[Some records]
** Start **

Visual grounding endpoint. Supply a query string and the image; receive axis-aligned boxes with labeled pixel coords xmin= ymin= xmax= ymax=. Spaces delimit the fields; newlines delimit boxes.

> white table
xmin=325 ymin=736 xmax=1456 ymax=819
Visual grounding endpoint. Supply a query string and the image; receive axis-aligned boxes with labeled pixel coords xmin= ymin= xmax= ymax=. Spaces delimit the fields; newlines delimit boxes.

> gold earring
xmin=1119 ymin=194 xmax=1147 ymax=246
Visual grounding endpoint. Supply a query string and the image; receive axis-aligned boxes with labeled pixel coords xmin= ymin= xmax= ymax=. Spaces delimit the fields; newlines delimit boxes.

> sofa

** End **

• **Instruction**:
Rewrite all of the data above, changing every occurrence of "endpoint" to "service" and leaving everything else unaltered.

• **Output of the exercise**:
Visual grounding service. Supply a query string and the image; receive axis-aligned boxes with labeled pixel coords xmin= ymin= xmax= ymax=. Spaces delimit the fields; newlines delimit boxes.

> white table
xmin=325 ymin=736 xmax=1456 ymax=819
Visual grounding service. Supply a query string and the image; receive axis-aligned boxes with labeled pixel coords xmin= ymin= xmax= ymax=. Spaces delimit the fields; newlines delimit boxes.

> gold earring
xmin=1119 ymin=194 xmax=1147 ymax=246
Visual grounding service. Supply a query string and the image; receive axis-aligned boxes with labeled pixel coords xmin= ymin= xmax= ymax=. Spaces delimit the fields; newlines delimit boxes.

> sofa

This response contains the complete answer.